• WHAT YOU NEED TO DO
Copy each line below exactly and leave the pictures out.

BEGIN GIVEN RECORDS

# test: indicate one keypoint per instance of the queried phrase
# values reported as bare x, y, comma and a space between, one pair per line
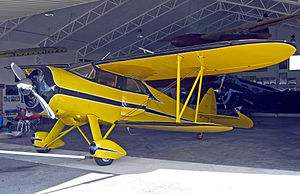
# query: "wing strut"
179, 112
179, 60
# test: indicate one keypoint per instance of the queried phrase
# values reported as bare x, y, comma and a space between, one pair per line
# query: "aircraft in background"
256, 30
115, 93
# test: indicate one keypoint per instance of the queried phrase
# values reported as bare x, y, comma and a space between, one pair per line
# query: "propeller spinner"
26, 84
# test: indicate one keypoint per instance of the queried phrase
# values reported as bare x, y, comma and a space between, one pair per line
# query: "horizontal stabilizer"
173, 126
240, 122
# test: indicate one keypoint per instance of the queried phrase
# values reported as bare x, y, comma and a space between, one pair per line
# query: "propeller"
26, 84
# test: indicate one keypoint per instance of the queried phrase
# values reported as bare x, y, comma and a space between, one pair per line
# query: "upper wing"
218, 58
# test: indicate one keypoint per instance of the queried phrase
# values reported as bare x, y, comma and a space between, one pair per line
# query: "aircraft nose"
44, 87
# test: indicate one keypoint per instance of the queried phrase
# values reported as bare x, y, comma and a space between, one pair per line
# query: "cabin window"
135, 86
108, 79
85, 70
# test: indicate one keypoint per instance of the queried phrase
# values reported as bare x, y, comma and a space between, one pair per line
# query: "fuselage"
111, 97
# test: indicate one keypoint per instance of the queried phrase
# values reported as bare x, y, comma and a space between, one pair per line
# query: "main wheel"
200, 136
103, 161
43, 150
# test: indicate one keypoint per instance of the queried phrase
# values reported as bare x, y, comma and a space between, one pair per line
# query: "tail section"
208, 113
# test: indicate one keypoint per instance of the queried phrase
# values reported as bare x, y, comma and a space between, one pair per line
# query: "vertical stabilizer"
208, 103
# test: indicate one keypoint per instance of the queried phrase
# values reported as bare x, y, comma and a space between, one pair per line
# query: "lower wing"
173, 126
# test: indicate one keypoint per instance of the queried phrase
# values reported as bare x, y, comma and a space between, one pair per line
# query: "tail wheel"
43, 150
103, 161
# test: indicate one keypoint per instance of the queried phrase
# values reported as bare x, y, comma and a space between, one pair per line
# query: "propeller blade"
19, 73
44, 104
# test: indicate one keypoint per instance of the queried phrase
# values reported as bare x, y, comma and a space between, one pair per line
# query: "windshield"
85, 70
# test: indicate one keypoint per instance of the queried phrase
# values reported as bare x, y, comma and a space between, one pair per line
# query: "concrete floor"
271, 148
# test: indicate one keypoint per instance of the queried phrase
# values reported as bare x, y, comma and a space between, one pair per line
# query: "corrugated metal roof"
11, 9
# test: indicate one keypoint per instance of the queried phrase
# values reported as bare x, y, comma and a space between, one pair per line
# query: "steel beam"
82, 21
130, 26
9, 25
168, 30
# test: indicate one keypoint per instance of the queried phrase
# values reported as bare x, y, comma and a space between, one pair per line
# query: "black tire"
103, 161
43, 150
200, 136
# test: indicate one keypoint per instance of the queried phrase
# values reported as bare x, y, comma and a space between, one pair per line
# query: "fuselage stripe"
68, 92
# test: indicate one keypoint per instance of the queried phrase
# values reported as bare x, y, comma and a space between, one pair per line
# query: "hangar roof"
117, 28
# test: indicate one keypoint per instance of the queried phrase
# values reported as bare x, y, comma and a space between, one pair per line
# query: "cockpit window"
86, 71
108, 79
135, 86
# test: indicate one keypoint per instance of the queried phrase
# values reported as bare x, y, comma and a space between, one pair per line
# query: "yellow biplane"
115, 93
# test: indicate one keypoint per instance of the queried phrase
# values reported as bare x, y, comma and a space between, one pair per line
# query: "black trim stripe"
99, 99
168, 124
64, 91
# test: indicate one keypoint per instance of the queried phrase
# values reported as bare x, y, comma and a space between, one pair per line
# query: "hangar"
111, 33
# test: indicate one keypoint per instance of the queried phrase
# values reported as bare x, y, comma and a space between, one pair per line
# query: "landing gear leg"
103, 150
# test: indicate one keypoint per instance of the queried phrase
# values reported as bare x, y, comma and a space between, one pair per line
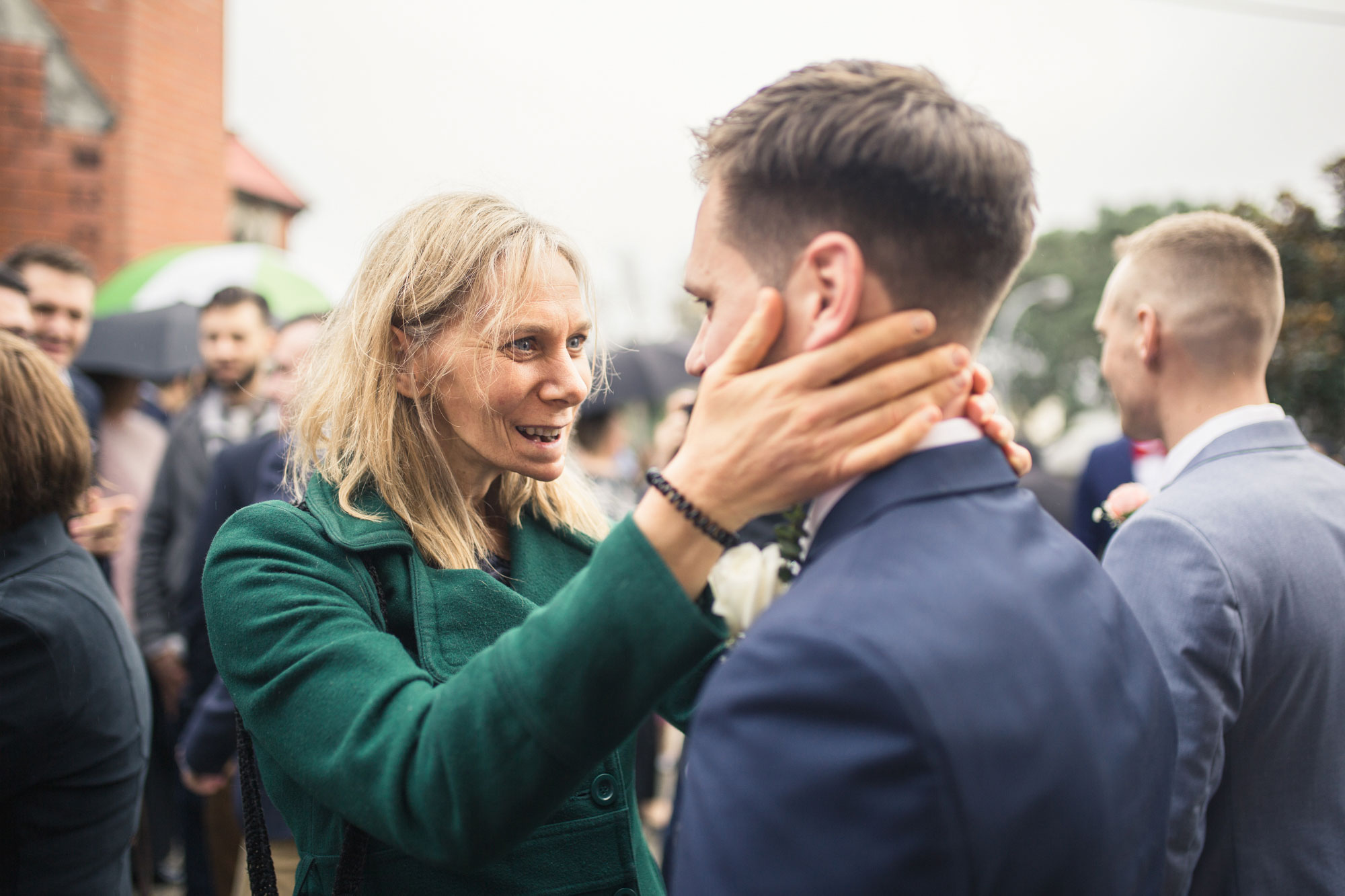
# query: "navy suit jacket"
953, 698
1109, 466
243, 475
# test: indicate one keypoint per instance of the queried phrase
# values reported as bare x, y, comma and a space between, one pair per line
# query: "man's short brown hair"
46, 462
938, 197
53, 255
1218, 283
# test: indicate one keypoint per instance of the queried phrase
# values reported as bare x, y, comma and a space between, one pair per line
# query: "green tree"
1308, 372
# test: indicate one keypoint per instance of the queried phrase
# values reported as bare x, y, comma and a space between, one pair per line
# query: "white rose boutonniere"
746, 581
1122, 503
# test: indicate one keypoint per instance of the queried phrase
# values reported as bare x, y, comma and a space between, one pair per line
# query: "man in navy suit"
1237, 568
953, 697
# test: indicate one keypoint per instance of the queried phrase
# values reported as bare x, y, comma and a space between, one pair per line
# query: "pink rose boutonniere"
1122, 503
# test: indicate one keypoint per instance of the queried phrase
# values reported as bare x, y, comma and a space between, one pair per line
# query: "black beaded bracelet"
712, 530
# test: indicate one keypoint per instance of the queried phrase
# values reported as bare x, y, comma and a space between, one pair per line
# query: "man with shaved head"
1237, 568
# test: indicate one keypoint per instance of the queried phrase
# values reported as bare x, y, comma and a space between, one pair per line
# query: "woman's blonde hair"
457, 257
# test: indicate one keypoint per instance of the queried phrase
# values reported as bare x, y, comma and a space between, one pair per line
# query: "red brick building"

END GIVEN RECORDS

• RESULT OF THE EXERCISE
# test: indicate one keypoint per instance of the queried phrase
# values reported as bare x, y, comma and a space between, one pair per line
# query: "wing strut"
179, 112
179, 60
# test: indicate one keypoint per instance of the queried phrase
# values reported as bare x, y, comma and a space between, one pair per line
# query: "aircraft in background"
256, 30
115, 93
# test: indicate one keypoint per instance of the queried phrase
# values reported as bare x, y, comma and a space between, one pair per line
# query: "propeller spinner"
26, 84
# test: indicate one keypoint per instance of the queried phrase
# values reported as bare x, y, comma and a space between, one pair per line
# query: "horizontal stabilizer"
173, 126
240, 122
# test: indicate one keypoint per instance of the queried phrase
# values reported as bare x, y, comma and a space between, one pair per line
# query: "propeller"
26, 84
# test: indicate one keypoint per instance of the queried phrase
# values reported as bare x, y, comma and a space between, one pair per line
# query: "upper wing"
218, 58
# test: indicate one keypoint per instance of the queried phrase
# values reported as bare x, y, comma and a space between, one pair per line
# query: "aircraft nose"
44, 87
# test: indicate one keypoint per instance of the queried phrase
# values reported as bare x, y, comma and a space between, one pair per line
# query: "cabin window"
135, 86
108, 79
85, 70
# test: indicate one keypoint per instance of the queried phrase
# values reported as bare x, y, comma and a space between, one pair per line
# query: "fuselage"
111, 97
# test: indicate one keypoint per instance of the queried phrase
# values reported as bare x, y, comma and a space between, one pair per line
# query: "main wheel"
200, 136
103, 161
43, 150
# test: indicate one keypoint per instance of the queried phrase
# values reported as bare x, y, comma and a space between, one pair per line
# query: "tail section"
208, 113
# test: indicate one keypoint per instance of the queried phrase
# values reported as bare x, y, comma and a space between, one pair per line
# query: "vertical stabilizer"
208, 103
# test: indicate one keypoint per instance of the queried phrase
# values reported as bare x, y, comma and a space between, one pair per line
# query: "lower wing"
173, 126
# test: indicate one keypoint per instance of the queried phrase
# values reported as bare x, y, comma and a space between, one pair per line
# query: "tail wheel"
43, 150
103, 161
# test: indicate one keypoint per instance of the queried phrase
# values reported as bare x, y, comma and a space between, one pair per line
# query: "propeller blade"
19, 73
44, 104
# test: indicate one keypoint per instance of the queried phrase
# values reported as bare x, y, comma and a space between, one pair per line
# query: "windshield"
85, 70
# test: indicate one keypoint per instance of the queried phrase
# values reported as bare x, y, comma and a space between, one pair per line
# query: "concrete floor"
271, 148
# test: indicate one keypoint per instance of the queried phrase
# values reported as bare x, y, comma and a space between, one pair per line
# query: "corrugated metal roof"
11, 9
# test: indicate one keypoint per instance of the queried phrase
# values reported as bare x, y, comma and a space between, one pair per line
# query: "steel beam"
82, 21
130, 26
9, 25
168, 30
# test: indicate one keypoint per instance of the queried phrase
# values reported as bare x, y, comma and a space between, one pair per line
# query: "black tire"
103, 161
43, 150
200, 136
# test: indicate one keypoint per instance of the queried phrase
# values reported as bare x, y, comma and a space between, one pair per line
# query: "fuselage stripe"
68, 92
# test: indicate one keypoint per instance of the queried phrase
# values reported as bare x, y, comma and a space between, one pair per line
# query: "hangar roof"
117, 28
# test: indicate one keypoint per instance of the queried phrase
# values reported as bare x, y, comma and a space between, one pair per line
# query: "cockpit window"
86, 71
108, 79
135, 86
# test: indicate one keypoint per instance of the queried phrase
# values reported as bare x, y, comma and a space between, one pair per line
# query: "yellow biplane"
115, 93
# test: indicate one keypoint per instance of the queried phrase
# values reported as bare x, y, comma and a space between, one pair per line
# query: "black trim stripe"
99, 99
168, 124
64, 91
# test: indicate one keypoint per instance of the queried phrase
# values reported as bare x, y, comma and a space between, one pair per line
# query: "hangar"
111, 33
# test: indicate one keypoint per instance of the queried phrase
# values reported as bare x, y, comma and a space between, one pair per line
# query: "landing gear leg"
103, 150
# test: indicate one keypoint per instance of the queried phrase
# values reported as bare x, y, comma and a space between, one pair per line
# query: "navy suit jacket"
953, 698
1109, 466
243, 475
# test: indicate one keypoint per instance of the queried phrase
# values reported as bare x, y, comma and a space between, one pair per line
# query: "man's short brown hair"
46, 462
938, 197
53, 255
1218, 283
# test: indicate one keypoint per instance of the queried phrase
# values reported as bare x, y, comma and a space between, one pair per line
# query: "green tree"
1308, 372
# test: indicate one keypoint per instance of the queried phrase
# values reported as bare x, y, comma and a space between, one pair per line
# query: "white rose boutonniere"
746, 581
1122, 503
# test: indicate one keypoint per instance of the queried phrase
# values reported as bare x, y, comma and a space between, one pair per line
# query: "man in navy suit"
1237, 568
953, 697
# test: indicate one keypoint per instance of the queried phrase
# values reported as bare x, y, comma and a space between, one pair per line
# query: "pink rose boutonniere"
1122, 503
# test: indicate one keypoint per instance of the queried phrase
# values reported as bare x, y, comma and a space between, one pair per line
# query: "black beaded bracelet"
712, 530
# test: indicate one keypoint per instance of the queried phrase
# values reported as bare x, y, comma and a space between, one pair per line
# query: "man with shaved head"
1237, 568
# test: indicate one keypoint per instance of the queried phrase
# values reported as bare x, y, comma and a space between, one pair per line
# query: "woman's blonde hair"
457, 257
# test: indicate one keypoint per instance of the queried phrase
# values reported as bare x, y, comma and a space between, one pair per line
# query: "red brick building"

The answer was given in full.